Azioni richieste:
• A. Secondo il brano sulla percezione, in quale situazione viene richiesta più comunemente una testimonianza oculare?
• B. Riprendi il brano sulla percezione e proseguilo a partire dalla sua ultima frase.

Estratto:
****

La situazione più comune in cui viene richiesta una testimonianza oculare è quella degli incidenti stradali. Sfortunatamente tale testimonianza è altrettanto inaffidabile, anche se proviene da automobilisti esperti. Non è strano per un testimone sbagliare semplici particolari come il numero e i colori dei veicoli coinvolti e la geometria dell’incrocio, non chiarendo del tutto ciò che è effettivamente successo.[9] In effetti, i test hanno dimostrato che solo pochi osservatori hanno percepito correttamente ogni aspetto di un incidente. Sembra che i nostri ricordi di ciò che percepiamo, sia esso un crimine o un incidente stradale, abbiano, purtroppo, poco a che vedere con ciò che è realmente successo.

Siamo tutti consci di quanto la nostra percezione del carattere della gente si discosti dalla realtà. Un esempio è quell’uomo all’apparenza irrilevante e poveramente vestito che si rivela, in seguito, essere sia estremamente ricco che straordinariamente influente. [10] Ciò nonostante, quanti di noi si sono stupiti di scoprire che un collega considerato a lungo distaccato, snob e ostile sia in realtà solo estremamente timido? La percezione che abbiamo dell’abilità di un politico nel governare è basata molto più spesso sulla sua fisionomia, comportamento e modo di parlare che su una reale evidenza di abilità nel governare. Persino scienziati supposti razionali verranno spesso colpiti più dall’apparenza e dallo stile di un aspirante a un impiego, o di un candidato a una carica, che dal contenuto di ciò che dicono.

Una comprensione della fisiologia dei nostri sensi rafforza l’idea che la nostra consapevolezza ci mostra una simulazione approssimata della realtà. Nella maggior parte dei casi questa simulazione è buona quanto basta. Tuttavia, in certe circostanze una simulazione erronea può portare a credere sinceramente di aver visto un UFO, un animale mitologico o un fantasma, o di non aver visto un veicolo in avvicinamento. Possiamo anche essere seriamente sviati da sottili errori di valutazione nel ricordare un incidente o nell’intervistare un candidato. Come scettici, faremmo bene a tenere in mente queste limitazioni quando valutiamo tanto le testimonianze di altri, quanto le nostre.

****

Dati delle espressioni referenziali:
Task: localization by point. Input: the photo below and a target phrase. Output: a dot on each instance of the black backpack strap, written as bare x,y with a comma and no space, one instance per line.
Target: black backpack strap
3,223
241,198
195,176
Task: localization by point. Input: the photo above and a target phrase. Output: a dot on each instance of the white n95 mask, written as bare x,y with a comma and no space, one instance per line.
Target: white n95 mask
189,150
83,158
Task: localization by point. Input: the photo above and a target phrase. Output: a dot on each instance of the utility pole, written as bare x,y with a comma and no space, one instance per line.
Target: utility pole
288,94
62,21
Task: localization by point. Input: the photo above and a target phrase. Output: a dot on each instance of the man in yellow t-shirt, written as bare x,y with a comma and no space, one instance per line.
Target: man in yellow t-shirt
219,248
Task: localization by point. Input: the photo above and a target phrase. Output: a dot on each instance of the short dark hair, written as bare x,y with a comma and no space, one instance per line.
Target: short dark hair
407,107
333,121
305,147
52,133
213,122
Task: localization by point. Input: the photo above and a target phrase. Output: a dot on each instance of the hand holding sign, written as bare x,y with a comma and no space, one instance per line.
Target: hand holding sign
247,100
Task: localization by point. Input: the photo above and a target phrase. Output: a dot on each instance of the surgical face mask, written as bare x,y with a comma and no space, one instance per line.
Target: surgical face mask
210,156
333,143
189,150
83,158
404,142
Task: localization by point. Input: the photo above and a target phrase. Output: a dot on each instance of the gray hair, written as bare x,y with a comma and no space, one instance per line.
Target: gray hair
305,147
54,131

****

Elenco risposte:
• A. Negli incidenti stradali.

• B.
Anthony G. Wheeler Dipartimento di Fisiologia e Farmacologia Università del Queensland, Australia Tratto dallo Skeptical Inquirer vol. 12, estate 1988 Traduzione a cura di Paola De Gobbi e Manuele Bettio

Note


1) Broadbent, D. E. (1962), "Attention and the perception of speech", Scientific American, (4) 206: pp. 143-151.
2) Robinson, J. O. (1972), The Psychology of Visual Illusion, London: Hutchinson University Library.
3) Czechura, G. V. (1984), “Apparitions, UFOs and wildlife”, The Skeptic, (1) 4: pp. 14-16.
4) Easdown, R. (1985), “The fourteen-foot kangaroo”, Motor Manual, Winter special: 6.
5) Luckiesh, M. (1965), Visual Illusion, New York: Dover.
6) Molnar, R. E. (1984), “Reports of thylacines and of UFOs: similarities and patterns”, The Skeptic, (4) 4: pp. 9, 12-14.
7) Walker, J. (1985) “Bidwell’s ghost and other phenomena associated with the positive afterimage”, Scientific American, (2) 252: pp. 100-104.
8) Buckhout, R. (1974), “Eyewitness testimony”, Scientific American, (6) 231: pp. 23-31.
9) Carr, J. (1974), “How good a witness are you?”, Drive, n. 30: pp. 60-64.
10) Shute, N. (1938) Ruined City, London: Cassell.